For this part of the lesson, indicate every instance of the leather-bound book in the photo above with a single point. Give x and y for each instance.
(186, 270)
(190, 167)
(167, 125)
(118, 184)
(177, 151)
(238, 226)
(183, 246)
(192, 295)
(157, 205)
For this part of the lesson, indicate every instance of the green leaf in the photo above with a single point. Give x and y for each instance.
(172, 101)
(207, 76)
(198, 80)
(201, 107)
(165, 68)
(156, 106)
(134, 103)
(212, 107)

□ □ □ □

What is expected: Copy all of the data above line for line, with no changes to wording, numbers, or order.

Exercise result:
For this part of the lesson, indicate every instance of the leather-bound book in the photo above with a single point. Give x and y for each instance.
(186, 270)
(190, 167)
(167, 125)
(118, 184)
(177, 151)
(238, 226)
(183, 246)
(192, 295)
(157, 205)
For this part of the lesson, indicate every instance of the green leaf in the photo above with a single point. Give x and y for each instance.
(172, 101)
(207, 76)
(198, 80)
(201, 107)
(165, 68)
(156, 106)
(134, 103)
(212, 107)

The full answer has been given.